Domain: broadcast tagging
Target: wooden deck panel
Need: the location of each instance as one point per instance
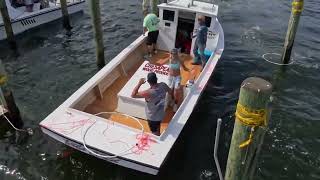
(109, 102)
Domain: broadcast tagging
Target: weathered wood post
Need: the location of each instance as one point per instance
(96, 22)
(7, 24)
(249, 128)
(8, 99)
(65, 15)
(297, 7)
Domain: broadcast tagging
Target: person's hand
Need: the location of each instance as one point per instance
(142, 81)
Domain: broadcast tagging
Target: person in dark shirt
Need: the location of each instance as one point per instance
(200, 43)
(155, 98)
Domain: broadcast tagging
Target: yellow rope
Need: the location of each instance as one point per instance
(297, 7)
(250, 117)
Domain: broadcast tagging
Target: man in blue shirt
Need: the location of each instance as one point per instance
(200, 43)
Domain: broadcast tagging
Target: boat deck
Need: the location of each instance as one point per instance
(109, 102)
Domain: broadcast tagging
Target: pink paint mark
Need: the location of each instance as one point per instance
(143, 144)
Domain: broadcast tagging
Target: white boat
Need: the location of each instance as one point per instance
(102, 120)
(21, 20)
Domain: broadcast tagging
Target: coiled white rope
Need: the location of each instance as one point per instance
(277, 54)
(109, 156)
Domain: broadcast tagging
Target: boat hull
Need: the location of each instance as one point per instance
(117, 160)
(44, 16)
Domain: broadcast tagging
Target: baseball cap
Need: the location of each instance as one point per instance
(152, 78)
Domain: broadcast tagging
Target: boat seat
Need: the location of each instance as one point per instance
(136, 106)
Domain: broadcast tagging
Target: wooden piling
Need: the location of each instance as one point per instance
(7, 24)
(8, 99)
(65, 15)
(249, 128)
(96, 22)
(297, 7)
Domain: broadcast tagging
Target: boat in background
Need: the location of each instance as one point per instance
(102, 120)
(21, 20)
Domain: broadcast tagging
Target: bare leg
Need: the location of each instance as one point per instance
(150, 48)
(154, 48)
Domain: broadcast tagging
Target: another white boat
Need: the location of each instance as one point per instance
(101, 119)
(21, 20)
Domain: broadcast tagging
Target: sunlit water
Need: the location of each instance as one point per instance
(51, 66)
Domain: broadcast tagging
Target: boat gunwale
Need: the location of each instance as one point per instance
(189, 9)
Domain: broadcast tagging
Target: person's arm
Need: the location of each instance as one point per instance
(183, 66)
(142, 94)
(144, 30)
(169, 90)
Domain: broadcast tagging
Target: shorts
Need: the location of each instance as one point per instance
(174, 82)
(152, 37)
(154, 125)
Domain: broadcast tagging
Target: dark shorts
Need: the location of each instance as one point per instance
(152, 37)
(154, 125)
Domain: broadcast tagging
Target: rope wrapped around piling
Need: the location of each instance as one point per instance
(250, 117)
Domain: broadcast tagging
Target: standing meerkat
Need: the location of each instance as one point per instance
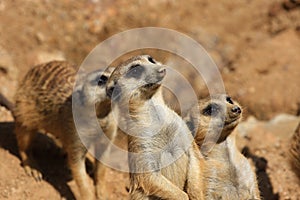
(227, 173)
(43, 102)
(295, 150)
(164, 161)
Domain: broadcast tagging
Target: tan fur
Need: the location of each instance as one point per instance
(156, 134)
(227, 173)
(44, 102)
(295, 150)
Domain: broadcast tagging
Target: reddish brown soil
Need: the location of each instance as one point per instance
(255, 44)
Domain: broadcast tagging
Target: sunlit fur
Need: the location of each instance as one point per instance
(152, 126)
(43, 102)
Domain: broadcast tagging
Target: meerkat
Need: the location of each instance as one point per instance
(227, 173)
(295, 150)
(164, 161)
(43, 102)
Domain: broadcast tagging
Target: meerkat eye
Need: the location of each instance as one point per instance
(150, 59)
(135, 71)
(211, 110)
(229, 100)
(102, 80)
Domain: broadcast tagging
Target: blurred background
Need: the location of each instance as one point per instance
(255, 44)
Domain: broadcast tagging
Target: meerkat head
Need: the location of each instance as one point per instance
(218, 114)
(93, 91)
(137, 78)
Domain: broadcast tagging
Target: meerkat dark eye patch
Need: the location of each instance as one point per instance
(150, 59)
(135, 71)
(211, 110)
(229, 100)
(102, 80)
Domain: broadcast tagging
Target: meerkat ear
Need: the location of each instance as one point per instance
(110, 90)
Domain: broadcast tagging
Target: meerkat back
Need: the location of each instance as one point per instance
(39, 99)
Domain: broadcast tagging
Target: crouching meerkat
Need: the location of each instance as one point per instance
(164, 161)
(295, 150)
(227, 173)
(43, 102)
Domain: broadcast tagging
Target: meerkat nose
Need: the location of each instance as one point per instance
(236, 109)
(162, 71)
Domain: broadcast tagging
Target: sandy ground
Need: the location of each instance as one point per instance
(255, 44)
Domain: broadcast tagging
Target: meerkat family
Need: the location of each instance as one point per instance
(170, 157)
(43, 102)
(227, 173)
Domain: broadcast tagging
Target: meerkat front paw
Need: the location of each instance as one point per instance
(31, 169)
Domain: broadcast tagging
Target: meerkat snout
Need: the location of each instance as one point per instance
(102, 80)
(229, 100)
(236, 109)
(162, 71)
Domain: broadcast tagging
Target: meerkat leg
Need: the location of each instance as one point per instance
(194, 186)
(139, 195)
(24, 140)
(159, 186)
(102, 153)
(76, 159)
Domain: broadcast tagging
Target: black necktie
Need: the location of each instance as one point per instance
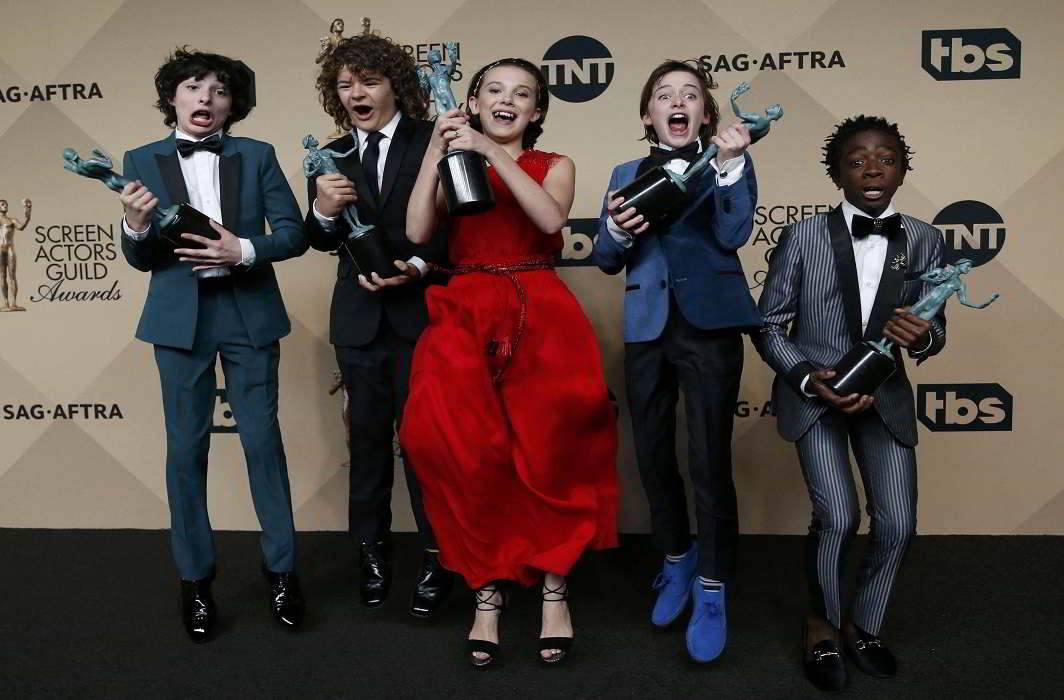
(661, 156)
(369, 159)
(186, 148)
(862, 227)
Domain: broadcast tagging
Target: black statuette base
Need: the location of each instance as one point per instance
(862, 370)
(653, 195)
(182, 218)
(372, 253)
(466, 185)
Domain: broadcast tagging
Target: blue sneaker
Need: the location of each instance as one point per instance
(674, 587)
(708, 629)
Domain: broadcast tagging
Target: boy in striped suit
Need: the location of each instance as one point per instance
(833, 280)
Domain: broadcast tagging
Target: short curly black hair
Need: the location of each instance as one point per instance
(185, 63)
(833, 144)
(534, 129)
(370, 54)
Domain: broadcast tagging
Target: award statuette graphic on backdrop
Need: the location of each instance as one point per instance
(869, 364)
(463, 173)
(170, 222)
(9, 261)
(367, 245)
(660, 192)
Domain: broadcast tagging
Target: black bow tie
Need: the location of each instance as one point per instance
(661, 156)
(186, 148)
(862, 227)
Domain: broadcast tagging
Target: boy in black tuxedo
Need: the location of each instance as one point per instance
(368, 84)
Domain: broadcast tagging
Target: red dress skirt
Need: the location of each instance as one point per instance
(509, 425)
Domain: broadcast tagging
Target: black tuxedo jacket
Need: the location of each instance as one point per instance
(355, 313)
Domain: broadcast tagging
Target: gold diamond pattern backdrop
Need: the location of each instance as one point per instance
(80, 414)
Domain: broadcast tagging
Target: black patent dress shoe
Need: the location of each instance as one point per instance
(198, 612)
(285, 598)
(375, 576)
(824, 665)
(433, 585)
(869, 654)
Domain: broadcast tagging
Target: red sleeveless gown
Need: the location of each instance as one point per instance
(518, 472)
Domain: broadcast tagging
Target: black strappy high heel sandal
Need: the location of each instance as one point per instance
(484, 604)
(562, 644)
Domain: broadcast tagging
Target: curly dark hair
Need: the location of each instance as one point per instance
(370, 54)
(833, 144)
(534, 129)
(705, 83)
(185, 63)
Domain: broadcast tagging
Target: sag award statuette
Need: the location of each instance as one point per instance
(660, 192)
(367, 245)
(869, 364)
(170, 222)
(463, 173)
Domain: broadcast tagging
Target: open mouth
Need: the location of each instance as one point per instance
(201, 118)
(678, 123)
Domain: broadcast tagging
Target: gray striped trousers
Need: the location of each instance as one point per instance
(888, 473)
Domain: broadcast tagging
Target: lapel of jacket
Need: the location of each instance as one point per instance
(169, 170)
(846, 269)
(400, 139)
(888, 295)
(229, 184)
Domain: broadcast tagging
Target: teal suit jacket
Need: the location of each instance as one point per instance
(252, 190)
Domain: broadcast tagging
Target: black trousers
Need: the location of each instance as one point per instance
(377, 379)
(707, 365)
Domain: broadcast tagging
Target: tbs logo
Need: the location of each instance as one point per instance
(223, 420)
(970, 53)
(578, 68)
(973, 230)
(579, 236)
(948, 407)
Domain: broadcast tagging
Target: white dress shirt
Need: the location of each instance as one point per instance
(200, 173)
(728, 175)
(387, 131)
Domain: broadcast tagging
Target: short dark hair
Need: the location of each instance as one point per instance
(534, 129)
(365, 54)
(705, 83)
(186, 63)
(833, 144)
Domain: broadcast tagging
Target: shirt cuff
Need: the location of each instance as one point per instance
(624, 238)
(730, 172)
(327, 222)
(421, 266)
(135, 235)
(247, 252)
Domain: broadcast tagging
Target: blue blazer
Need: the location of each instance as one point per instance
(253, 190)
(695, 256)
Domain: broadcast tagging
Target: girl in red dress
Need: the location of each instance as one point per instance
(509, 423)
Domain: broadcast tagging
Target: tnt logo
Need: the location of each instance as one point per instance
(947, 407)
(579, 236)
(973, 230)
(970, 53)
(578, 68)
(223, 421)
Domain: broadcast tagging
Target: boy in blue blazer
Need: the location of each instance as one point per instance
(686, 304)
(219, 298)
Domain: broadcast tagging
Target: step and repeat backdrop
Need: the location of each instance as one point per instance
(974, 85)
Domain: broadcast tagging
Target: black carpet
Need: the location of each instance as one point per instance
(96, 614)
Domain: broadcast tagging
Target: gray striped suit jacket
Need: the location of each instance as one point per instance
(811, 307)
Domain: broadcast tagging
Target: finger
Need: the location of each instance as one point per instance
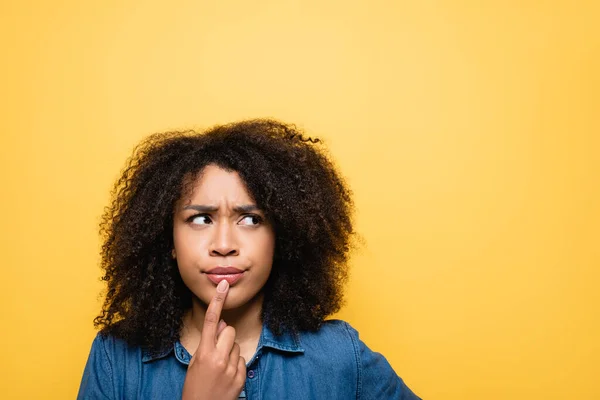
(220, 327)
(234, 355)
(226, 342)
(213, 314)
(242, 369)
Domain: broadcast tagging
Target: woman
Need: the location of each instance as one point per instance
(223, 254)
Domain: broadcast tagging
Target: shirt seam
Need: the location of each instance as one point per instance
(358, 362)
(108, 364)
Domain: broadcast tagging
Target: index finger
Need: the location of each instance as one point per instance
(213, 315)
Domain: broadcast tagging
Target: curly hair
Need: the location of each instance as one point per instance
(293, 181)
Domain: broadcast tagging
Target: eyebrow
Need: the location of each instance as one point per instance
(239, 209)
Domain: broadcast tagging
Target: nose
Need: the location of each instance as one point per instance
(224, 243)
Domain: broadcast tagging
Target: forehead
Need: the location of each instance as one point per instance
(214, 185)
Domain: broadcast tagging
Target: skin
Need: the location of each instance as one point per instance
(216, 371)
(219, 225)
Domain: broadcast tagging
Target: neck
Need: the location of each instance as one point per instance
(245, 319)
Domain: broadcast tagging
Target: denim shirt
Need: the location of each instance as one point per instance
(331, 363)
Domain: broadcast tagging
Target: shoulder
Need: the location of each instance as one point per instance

■ Task requirements
Pull out every line in the lines above that contains the word "deck", matching case exactly.

■ Full output
Target: wooden deck panel
Target: boat deck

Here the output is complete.